* [Supplied data]
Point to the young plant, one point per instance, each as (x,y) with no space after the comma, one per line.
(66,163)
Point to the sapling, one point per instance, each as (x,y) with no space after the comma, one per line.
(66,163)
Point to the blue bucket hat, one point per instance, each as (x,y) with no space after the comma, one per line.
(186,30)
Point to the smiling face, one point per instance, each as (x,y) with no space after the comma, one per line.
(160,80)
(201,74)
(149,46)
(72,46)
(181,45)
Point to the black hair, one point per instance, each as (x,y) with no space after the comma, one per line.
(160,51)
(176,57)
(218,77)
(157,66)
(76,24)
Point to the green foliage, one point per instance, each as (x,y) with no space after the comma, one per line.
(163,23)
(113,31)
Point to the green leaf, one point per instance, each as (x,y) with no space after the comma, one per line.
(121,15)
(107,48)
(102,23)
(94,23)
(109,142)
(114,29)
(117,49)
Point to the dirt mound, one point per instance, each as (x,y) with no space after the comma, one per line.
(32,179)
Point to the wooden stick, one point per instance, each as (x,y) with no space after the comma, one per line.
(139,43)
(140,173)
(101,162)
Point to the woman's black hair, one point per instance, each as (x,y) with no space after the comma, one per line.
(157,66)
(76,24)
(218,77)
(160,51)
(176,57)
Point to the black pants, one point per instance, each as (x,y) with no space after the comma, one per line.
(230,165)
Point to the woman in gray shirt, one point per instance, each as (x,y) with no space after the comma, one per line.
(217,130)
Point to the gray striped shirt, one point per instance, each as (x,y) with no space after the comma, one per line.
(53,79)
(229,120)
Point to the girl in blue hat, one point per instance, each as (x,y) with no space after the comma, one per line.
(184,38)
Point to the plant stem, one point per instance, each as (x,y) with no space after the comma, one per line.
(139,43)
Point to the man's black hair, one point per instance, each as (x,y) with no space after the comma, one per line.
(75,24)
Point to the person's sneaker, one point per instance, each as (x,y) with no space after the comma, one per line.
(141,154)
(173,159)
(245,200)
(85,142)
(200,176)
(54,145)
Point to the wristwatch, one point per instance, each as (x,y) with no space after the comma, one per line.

---

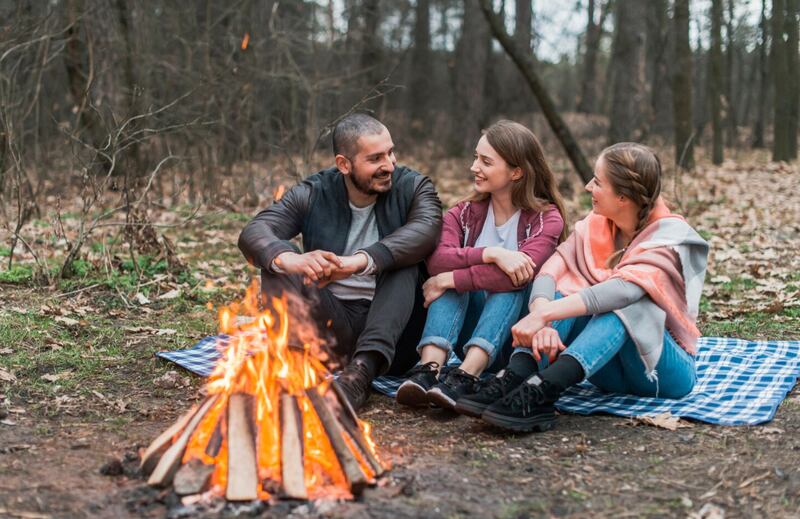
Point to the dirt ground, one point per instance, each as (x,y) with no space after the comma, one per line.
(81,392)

* [Exercise] Reproduce exactly, and only, the part of the listing above that begins at the line with "Point to the black pants, one" and goes on through the line with "Point to the wristwatch, one".

* [The completed task]
Point to the black pants, one point per instance, each as (x,y) with no space after the comma, one per line.
(230,165)
Point to the woman in gray shirt, one point per instance, each as (x,y) with no space after the comma, one per line.
(217,130)
Point to the gray striped shirt, one point per instance, each as (x,y) with no space after the comma, one per line.
(53,79)
(229,120)
Point to the girl in blue hat, one point per instance, each as (x,y) with no space after the comma, one per line.
(184,38)
Point to the plant stem, one point per instance, each as (x,y) with no space after the comma, one per line.
(139,43)
Point to the man's black hair, one point per instance, each as (x,y) with no space after the comma, one per line.
(75,24)
Point to the person's sneaker, one point per instance, each as (x,y) with no space after the comma, one per line.
(141,154)
(173,159)
(245,200)
(85,142)
(200,176)
(54,145)
Point to the wristwatch, one point per instance, each as (x,y) with no space after the comma, one per line.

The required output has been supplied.